-- What to do --
Please rewrite the records below, changing "single point" to "single marker" wherever it occurs and keeping everything else the same.

-- Record excerpts --

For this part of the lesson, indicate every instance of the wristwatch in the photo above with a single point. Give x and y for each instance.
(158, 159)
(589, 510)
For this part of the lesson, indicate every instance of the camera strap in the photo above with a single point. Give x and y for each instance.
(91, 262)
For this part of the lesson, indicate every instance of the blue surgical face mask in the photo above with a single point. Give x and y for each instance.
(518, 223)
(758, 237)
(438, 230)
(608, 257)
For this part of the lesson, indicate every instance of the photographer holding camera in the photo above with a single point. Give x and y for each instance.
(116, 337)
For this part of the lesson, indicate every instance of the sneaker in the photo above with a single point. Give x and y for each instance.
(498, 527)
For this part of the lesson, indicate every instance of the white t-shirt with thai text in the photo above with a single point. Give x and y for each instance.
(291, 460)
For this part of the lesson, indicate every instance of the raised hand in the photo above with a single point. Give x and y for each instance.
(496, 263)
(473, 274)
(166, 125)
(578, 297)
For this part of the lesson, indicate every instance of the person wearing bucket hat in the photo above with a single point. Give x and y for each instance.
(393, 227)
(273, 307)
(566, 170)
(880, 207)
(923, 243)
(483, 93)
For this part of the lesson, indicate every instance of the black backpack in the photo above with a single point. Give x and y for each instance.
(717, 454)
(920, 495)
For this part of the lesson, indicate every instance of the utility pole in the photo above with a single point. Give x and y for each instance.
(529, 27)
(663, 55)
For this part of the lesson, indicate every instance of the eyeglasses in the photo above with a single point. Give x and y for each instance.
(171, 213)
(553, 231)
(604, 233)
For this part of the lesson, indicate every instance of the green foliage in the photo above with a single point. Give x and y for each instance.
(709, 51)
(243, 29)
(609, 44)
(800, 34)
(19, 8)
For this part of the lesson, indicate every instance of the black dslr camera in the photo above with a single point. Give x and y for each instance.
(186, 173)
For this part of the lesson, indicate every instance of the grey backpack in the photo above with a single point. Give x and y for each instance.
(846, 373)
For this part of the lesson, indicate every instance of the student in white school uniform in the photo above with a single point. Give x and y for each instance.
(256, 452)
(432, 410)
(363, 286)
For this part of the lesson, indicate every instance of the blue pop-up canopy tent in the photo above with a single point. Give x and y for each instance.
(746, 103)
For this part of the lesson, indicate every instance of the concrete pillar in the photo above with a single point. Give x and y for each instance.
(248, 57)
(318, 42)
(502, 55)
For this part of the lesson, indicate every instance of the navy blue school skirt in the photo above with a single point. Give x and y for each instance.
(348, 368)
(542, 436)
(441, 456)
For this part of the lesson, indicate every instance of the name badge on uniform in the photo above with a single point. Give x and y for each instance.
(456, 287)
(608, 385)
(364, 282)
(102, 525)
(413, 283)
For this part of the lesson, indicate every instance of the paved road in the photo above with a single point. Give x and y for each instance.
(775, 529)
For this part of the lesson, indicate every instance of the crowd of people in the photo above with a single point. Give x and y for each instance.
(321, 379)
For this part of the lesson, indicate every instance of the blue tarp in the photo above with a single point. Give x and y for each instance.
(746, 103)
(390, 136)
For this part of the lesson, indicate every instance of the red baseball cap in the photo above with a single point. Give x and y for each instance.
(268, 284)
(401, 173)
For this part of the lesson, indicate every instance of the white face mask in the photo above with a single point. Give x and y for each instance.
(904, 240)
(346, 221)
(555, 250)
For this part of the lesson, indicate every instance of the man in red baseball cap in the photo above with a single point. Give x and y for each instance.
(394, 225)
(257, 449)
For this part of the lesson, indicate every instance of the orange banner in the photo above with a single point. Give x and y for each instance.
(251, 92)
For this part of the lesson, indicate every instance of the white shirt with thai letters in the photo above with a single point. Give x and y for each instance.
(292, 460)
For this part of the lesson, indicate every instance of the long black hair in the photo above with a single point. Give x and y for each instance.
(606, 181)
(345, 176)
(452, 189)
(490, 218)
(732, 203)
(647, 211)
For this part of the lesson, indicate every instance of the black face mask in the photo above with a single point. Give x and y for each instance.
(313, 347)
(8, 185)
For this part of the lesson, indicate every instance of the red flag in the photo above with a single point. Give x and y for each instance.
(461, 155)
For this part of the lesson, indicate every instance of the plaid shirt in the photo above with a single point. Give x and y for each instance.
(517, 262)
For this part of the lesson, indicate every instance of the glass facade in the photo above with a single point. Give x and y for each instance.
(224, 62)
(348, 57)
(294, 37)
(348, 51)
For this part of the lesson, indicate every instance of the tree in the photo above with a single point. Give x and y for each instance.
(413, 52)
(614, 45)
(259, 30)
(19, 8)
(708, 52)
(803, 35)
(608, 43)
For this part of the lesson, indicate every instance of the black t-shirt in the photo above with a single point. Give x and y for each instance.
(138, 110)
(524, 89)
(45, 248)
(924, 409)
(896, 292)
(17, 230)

-- Exercise response --
For this part of the lesson, indicate every instance of the wristwatch in the photo above with a single marker. Give x and y for each instance.
(158, 159)
(589, 510)
For this part of the lesson, indicate every instance of the camera strap in the photo above with a single marker. Give x and y for each instance.
(91, 262)
For this part of the lesson, indicate every instance of the blue surgical face mask in the photo above with a single marker. Give x and y for each instance.
(518, 223)
(758, 237)
(438, 230)
(608, 257)
For this part of the lesson, indicate every instance of the photographer holding camera in the photo above with a single marker. Give x and y for each instance.
(116, 337)
For this part of the lesson, indicate every instance of the sneaker in the photo above with a single marker. Give x and y for each instance.
(498, 527)
For this part of the lesson, indicate every instance of the white t-shirt with thai text in the photo above with a single marker. Give x and y for each instance.
(291, 460)
For this part of the lesson, indicate every instance of the raised hand in the photo above with a single marker. Give x and y for each instance.
(496, 263)
(473, 274)
(166, 125)
(578, 297)
For this part of the lesson, indicate every instance of the person wearing bucket hat in the photo above with a single marker. Give x and y for each instance.
(393, 227)
(273, 307)
(566, 170)
(880, 207)
(923, 243)
(483, 93)
For this part of the lesson, indicate every instance of the black backpack in the photo above with a single marker. Give x and y for each instance.
(717, 454)
(920, 495)
For this part of the lesson, indicate every instance of the utility pole in the photo above with a single marker. Give x and y for each instance.
(529, 27)
(663, 55)
For this part of the lesson, indicate every instance of the eyeglasses in the photo above with a single marker. Give x and y for each instance.
(171, 213)
(553, 231)
(604, 233)
For this part of the lesson, indicate every instance of the green foliage in the photo above with a single marker. Give x and y for each instance.
(709, 51)
(243, 29)
(609, 44)
(800, 34)
(19, 8)
For this part of the lesson, indicate every instance of the black dslr camera in the photo above with a single marker. Give x and y for each instance.
(186, 173)
For this part of the lesson, indicate every instance of the grey backpack in the photo above with a single marker. Give x and y for each instance.
(846, 373)
For this part of the lesson, indicate every instance of the student in white school uniform in the photo above with a single marker. Give x and y for each instance.
(256, 452)
(432, 410)
(363, 286)
For this part of the lesson, indicate every instance of the blue pop-up canopy tent in the photo above with a single marker. Give x and y for each instance.
(746, 103)
For this part of the lesson, indicate every instance of the concrete pillar in the photo above with a single marker. Give x and y for each instance.
(248, 57)
(318, 42)
(502, 55)
For this part of the lesson, indicate every instance of the navy blue school skirt in the photo above with a single marker. Give x and y for each instance.
(348, 368)
(542, 436)
(441, 456)
For this part of the lesson, indicate every instance of the name badge on uniform in the photo above with a single marker. Give x and y for each instance.
(456, 287)
(608, 385)
(364, 282)
(102, 525)
(413, 283)
For this part of the lesson, indicate every instance of the paved road in the photo above with a single marker. Give x and y for each instance.
(775, 529)
For this part of the lesson, indicate every instance of the crowd of people in the photo above with a single marker. Give x and y for each instance.
(321, 379)
For this part of the lesson, indicate every instance of the blue tarp in the photo above with a single marker. Give x and y for each instance.
(746, 103)
(390, 136)
For this part of the lesson, indicate every instance of the red baseball cap in the photo above with a single marker. Give x and y for each instance.
(268, 284)
(401, 173)
For this part of the lesson, indicate every instance of the white face mask in the photo above with a single marker. Give x and y for each instance.
(904, 240)
(346, 221)
(555, 250)
For this part of the lesson, indicate every instance of the man in red baseball cap in the photo above with a single marker. Give x and y for each instance.
(394, 225)
(257, 449)
For this part of the lesson, indicate every instance of the orange banner in the photo above with a single marker. Give x and y for each instance.
(251, 92)
For this part of the lesson, indicate every instance of the white shirt with thai letters in the photo above with a single marker. Give x and y for each instance.
(292, 460)
For this part of the lesson, indicate every instance of the long black hair in the photo above with a single marker. Give x and y for each instance.
(606, 181)
(345, 176)
(452, 189)
(490, 218)
(732, 203)
(647, 211)
For this part of the lesson, indicate every instance of the black face mask in the photo above with a single marker. Give x and y for each instance.
(313, 347)
(8, 185)
For this part of the lesson, indicate every instance of the red flag in the photo above with a single marker. Give x and y for each instance.
(461, 155)
For this part of the lesson, indicate every instance of the plaid shirt in the photo above with a single marker. Give x and y for each instance.
(517, 262)
For this part of the lesson, indicate every instance of the glass facade in the photo above with a single marker. Give x and y for each instance.
(224, 62)
(348, 57)
(294, 37)
(348, 51)
For this part of the lesson, indicate every instance of the tree in the photo above with a single marker. Give x and y for each instance.
(413, 52)
(614, 45)
(259, 30)
(19, 8)
(708, 52)
(803, 35)
(608, 43)
For this part of the lesson, indicate every instance of the black t-shirt in the photo above with a single marker. Give x and y for each instance.
(138, 110)
(524, 89)
(45, 248)
(924, 409)
(896, 292)
(17, 230)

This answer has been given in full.